__Records__.

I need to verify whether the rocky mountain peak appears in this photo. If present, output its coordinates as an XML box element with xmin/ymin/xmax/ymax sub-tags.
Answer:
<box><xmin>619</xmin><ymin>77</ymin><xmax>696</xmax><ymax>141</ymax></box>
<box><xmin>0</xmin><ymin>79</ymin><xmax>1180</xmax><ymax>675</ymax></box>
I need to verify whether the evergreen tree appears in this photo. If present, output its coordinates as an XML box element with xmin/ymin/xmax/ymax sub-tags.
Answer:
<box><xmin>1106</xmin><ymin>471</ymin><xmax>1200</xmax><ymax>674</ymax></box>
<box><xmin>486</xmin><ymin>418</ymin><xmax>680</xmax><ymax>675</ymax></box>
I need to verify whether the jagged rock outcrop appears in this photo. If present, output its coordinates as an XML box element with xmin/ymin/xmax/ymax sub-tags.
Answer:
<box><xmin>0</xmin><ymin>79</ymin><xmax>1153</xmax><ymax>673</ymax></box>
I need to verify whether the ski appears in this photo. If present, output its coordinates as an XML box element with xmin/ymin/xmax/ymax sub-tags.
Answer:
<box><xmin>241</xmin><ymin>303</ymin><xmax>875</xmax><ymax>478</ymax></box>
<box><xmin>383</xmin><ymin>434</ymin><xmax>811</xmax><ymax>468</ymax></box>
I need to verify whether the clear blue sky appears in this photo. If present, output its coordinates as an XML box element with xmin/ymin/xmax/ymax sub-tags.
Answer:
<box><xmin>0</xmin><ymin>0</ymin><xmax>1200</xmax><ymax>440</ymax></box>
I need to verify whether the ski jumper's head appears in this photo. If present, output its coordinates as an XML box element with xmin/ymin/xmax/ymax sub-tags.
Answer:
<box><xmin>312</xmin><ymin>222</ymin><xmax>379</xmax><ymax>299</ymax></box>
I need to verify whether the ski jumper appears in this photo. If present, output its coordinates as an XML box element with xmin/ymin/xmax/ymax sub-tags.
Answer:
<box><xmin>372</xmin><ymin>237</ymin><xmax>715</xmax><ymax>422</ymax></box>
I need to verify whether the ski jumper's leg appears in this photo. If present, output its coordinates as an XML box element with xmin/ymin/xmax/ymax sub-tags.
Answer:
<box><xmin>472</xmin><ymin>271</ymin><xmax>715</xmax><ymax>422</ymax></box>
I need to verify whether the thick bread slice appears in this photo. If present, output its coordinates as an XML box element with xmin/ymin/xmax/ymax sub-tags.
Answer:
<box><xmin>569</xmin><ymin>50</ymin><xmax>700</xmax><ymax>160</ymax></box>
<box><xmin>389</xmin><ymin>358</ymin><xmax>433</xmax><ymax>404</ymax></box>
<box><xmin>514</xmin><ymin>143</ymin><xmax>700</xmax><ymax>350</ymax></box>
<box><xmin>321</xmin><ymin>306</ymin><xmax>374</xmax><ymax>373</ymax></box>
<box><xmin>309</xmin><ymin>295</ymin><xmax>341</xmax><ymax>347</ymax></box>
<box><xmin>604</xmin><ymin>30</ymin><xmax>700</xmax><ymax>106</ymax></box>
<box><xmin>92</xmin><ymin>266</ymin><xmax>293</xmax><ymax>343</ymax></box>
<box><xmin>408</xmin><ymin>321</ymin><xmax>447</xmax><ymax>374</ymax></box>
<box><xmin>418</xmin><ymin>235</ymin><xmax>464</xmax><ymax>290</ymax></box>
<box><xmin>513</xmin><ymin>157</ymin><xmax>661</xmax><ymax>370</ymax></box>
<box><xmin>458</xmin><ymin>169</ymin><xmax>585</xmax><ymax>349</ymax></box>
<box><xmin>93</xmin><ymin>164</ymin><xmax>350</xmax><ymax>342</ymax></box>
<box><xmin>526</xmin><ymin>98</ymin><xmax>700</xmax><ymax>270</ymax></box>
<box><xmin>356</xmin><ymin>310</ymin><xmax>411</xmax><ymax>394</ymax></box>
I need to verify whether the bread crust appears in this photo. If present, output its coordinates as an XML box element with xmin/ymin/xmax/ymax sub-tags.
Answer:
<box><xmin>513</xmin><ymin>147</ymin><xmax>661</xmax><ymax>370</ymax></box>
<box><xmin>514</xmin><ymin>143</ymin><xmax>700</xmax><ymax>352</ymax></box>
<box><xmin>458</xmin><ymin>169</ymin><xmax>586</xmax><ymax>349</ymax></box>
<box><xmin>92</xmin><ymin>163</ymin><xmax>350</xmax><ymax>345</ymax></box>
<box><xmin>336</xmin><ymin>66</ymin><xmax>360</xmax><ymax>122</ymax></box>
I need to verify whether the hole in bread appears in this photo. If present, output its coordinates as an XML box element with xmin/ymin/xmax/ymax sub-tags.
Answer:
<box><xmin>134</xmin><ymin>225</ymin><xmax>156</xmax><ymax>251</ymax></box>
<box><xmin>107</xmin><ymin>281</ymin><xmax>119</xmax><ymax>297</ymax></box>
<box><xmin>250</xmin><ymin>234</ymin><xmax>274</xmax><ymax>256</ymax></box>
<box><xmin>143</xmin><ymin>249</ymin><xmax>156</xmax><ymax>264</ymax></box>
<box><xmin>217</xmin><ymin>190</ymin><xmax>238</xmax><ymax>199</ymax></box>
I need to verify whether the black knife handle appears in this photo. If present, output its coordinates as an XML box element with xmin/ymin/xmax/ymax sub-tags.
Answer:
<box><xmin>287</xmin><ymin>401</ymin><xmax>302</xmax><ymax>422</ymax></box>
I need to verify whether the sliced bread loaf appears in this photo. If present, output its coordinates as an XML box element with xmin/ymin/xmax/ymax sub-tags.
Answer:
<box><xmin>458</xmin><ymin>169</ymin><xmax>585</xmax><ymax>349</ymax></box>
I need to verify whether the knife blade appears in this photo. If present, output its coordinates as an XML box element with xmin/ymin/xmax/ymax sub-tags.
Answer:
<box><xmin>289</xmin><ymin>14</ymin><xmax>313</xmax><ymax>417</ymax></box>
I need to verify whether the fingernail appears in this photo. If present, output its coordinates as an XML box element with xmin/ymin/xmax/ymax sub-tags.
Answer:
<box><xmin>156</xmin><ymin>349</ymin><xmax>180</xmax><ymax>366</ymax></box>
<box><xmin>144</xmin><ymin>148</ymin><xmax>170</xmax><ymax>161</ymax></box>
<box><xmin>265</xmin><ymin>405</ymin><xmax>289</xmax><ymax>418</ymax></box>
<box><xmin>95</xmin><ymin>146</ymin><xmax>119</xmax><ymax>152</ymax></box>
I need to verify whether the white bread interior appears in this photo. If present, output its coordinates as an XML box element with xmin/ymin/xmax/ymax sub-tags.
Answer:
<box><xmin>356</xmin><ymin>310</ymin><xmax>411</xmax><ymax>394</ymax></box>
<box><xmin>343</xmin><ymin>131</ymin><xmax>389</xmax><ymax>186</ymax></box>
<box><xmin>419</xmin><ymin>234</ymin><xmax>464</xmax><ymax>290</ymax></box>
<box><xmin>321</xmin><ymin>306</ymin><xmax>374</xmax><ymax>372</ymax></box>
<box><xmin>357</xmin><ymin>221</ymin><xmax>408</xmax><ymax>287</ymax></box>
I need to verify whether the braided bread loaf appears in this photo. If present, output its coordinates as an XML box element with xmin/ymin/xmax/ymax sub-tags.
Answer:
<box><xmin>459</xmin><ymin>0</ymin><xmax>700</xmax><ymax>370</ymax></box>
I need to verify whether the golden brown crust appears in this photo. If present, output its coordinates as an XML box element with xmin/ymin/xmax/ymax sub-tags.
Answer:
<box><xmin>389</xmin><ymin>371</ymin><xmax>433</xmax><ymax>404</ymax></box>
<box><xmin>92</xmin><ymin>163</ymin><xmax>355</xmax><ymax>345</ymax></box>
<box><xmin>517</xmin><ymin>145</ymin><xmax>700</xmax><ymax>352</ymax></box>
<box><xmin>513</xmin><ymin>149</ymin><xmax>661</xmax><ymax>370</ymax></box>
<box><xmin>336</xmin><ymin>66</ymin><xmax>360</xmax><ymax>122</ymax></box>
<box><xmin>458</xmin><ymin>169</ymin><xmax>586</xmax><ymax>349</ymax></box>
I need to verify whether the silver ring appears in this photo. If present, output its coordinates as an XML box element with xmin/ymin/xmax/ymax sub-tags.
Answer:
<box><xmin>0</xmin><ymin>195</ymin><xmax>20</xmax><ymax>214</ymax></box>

__What is being asked__. Put the items in the stretch from the line containing "I need to verify whether the silver" through the end of the items into a two-column CSV with the columns input and output. Give one row per item, with each value in a single quoted field and line breaks replaced by spaces.

__Output of the task__.
input,output
"I need to verify whether the silver ring appears in this photo. If present, output its coordinates as an XML box element with xmin/ymin/xmax/ymax sub-tags. Answer:","<box><xmin>0</xmin><ymin>195</ymin><xmax>20</xmax><ymax>214</ymax></box>"